- **SELECTED EXCERPT**:
———
# Avtex TV 12 volt supply



## onabike (Aug 24, 2009)

I have just bought a new motorhome which has a small Avtex TV installed. It has a 240/12v power supply but no 12 volt lead to use whilst not on hook-up, Avtex distributors want nearly £30 for one of these!!! Anyone know of a more reasonably priced alternative please?


----------



## loobyloo59 (Aug 30, 2010)

We also bought one of these, my husband accused me of throwing away the box with the lead in, but I knew I had checked the box first. I phoned Avtex and pleaded my stupidity and they sent me one FOC!!


----------



## WildThingsKev (Dec 29, 2009)

I think you will find that although you can get leads with the same tv connector the wiring of the pins is different. I bought a kit connector and carefully wired it up and assembled it only to find it still didn't go fully home in the avtex socket because of the moulding.

So you will either have to go for the Avtex lead or cut the one you have and have it permanently on the 12v supply. Even that is a bit difficult as it is a coaxial power cable.

Kev


----------



## TheBoombas (Aug 23, 2006)

Give Avtex a call.
I did because the one that came with mine had a poor fitting plug.
They just sent me out a new one FOC
Never ask me to return the original one.

Boomba


----------



## Telbell (May 1, 2005)

> I have just bought a new motorhome which has a small Avtex TV installed. It has a 240/12v power supply but no 12 volt lead to use whilst not on hook-up,


If I were you I'd have a word with your m/home supplier.

Strange to have a mains lead with it and not 12v. Assuming you've paid many 1000's for the vehicle the least they could do is provide the proper leads for the tv they included


----------



## onabike (Aug 24, 2009)

Telbell said:


> > I have just bought a new motorhome which has a small Avtex TV installed. It has a 240/12v power supply but no 12 volt lead to use whilst not on hook-up,
> 
> 
> If I were you I'd have a word with your m/home supplier.
> ...


Private puchase .....


----------



## Addie (Aug 5, 2008)

It's the same size as many portable dvd players, if you measure / find out the size of the plug you can get one on ebay. We got ours for £3 but I'm afraid I can't remember the mm of the tip .


----------
———
Point-labeling examples:
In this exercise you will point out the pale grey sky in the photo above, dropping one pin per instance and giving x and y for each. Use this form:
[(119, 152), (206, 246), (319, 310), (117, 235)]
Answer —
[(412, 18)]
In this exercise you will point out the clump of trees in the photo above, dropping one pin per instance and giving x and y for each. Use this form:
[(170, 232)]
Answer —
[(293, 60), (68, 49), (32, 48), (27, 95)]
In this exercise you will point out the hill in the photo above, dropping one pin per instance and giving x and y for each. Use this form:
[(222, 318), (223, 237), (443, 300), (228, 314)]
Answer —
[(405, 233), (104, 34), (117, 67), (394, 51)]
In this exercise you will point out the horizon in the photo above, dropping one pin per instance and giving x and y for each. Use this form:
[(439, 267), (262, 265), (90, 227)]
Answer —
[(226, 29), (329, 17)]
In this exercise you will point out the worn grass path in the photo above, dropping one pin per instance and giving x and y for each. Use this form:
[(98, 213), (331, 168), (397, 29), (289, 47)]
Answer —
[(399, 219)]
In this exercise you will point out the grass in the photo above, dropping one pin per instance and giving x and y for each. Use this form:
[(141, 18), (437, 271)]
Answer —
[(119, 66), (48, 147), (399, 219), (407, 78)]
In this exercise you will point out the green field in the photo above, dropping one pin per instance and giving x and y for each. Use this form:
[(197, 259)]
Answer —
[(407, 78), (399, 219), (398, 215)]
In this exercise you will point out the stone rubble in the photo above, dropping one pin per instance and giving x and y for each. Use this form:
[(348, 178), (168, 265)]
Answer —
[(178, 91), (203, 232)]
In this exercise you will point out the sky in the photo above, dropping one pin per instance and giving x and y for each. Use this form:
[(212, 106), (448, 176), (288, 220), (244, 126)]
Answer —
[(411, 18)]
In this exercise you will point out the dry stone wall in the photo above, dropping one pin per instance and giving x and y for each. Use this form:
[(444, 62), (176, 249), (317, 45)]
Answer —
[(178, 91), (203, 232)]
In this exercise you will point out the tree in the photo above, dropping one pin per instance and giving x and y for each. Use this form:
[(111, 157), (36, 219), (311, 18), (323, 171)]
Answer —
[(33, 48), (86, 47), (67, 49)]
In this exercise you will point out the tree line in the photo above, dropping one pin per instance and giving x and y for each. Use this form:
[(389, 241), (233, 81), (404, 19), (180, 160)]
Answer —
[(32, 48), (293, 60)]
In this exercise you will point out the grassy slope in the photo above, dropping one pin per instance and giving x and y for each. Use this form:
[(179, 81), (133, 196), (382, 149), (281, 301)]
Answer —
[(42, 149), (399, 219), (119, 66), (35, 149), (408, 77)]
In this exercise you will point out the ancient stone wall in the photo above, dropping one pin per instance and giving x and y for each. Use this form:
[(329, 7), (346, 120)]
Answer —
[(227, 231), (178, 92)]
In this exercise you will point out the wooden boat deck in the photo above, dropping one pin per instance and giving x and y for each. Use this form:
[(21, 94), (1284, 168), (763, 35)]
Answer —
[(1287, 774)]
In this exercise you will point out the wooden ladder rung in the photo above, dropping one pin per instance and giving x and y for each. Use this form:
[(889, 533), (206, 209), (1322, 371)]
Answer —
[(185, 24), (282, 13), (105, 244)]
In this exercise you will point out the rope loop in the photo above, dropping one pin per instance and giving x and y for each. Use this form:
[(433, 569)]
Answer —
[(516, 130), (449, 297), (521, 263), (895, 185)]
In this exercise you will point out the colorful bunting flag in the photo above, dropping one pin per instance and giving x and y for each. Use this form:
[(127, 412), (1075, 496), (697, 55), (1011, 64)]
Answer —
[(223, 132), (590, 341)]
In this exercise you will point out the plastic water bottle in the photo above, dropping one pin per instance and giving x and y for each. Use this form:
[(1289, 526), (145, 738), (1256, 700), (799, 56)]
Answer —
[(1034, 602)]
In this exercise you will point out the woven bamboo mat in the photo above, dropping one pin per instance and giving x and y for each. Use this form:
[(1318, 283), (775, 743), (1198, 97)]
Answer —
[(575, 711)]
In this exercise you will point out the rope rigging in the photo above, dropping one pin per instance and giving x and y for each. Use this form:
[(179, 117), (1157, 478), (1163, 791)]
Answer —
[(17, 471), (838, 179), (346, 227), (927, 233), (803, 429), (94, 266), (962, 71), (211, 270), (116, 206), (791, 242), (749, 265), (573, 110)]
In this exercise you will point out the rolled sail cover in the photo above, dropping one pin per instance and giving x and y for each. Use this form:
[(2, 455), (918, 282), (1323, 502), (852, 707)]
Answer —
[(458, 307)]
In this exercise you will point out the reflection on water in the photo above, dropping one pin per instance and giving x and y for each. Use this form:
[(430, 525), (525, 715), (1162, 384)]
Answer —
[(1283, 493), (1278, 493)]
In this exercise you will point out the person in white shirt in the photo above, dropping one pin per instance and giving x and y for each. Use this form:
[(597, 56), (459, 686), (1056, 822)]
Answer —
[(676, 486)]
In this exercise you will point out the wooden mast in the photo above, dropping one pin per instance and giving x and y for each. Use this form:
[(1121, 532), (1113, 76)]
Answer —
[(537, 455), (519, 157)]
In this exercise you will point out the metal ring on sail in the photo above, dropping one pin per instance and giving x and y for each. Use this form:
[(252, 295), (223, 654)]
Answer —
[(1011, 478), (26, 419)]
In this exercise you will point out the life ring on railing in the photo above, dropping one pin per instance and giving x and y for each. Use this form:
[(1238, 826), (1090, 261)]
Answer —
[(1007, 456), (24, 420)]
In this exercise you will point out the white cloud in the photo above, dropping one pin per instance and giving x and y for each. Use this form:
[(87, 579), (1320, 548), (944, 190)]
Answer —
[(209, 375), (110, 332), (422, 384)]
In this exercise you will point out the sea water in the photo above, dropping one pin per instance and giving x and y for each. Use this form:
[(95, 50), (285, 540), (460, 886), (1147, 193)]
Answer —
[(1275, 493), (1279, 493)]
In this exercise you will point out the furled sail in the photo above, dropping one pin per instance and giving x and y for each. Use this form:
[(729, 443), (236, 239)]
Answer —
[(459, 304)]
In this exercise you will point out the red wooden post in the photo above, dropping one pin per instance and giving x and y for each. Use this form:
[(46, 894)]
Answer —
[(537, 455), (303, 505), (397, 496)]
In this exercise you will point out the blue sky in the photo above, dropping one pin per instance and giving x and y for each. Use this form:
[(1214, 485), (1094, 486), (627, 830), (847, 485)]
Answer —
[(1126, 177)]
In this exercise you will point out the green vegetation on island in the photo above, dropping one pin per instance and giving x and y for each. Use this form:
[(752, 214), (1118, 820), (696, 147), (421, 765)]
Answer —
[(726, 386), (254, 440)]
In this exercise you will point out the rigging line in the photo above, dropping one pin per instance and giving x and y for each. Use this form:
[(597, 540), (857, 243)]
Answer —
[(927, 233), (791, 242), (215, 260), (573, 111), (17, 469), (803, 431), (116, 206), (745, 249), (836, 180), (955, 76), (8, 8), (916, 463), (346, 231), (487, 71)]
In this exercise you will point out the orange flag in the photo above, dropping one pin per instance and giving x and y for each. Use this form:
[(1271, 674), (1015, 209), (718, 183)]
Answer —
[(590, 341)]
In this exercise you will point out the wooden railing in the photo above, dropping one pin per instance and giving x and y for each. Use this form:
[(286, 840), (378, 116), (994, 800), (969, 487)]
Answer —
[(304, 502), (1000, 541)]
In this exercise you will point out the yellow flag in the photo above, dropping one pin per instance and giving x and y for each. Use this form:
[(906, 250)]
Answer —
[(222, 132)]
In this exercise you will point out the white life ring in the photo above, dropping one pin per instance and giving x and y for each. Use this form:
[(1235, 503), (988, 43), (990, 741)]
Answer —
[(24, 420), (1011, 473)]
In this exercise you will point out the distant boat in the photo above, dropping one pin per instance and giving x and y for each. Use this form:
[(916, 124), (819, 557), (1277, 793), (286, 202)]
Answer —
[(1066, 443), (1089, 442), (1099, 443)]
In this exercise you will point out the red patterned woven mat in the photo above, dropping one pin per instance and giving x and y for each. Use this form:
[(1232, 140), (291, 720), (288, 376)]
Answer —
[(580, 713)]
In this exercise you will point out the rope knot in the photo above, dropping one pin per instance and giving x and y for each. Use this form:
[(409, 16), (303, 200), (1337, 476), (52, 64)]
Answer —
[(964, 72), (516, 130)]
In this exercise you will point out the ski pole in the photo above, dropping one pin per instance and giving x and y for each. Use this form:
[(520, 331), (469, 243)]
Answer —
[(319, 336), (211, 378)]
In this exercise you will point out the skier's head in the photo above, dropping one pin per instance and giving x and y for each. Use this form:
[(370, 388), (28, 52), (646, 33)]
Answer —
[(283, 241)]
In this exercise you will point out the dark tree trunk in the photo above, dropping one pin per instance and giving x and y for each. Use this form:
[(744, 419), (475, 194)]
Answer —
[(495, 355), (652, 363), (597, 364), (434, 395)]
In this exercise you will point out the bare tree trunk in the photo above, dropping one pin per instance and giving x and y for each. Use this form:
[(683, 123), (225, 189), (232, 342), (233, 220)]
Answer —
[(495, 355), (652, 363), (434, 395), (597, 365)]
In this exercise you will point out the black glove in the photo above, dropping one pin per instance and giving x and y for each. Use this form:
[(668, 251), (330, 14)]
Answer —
———
- **YOUR INSTRUCTIONS**: Does the Avtex TV thread support each statement? For each, answer yes or no and quote the words that decide it. (a) The kit connector WildThingsKev wired up went fully home in the Avtex socket. (b) Addie got a lead for £3. (c) Avtex asked TheBoombas to return the original lead. Rely only on the Avtex TV thread.

- **FINISHED ANSWER**:
(a) No: "it still didn't go fully home in the avtex socket because of the moulding."
(b) Yes: "We got ours for £3"
(c) No: "Never ask me to return the original one."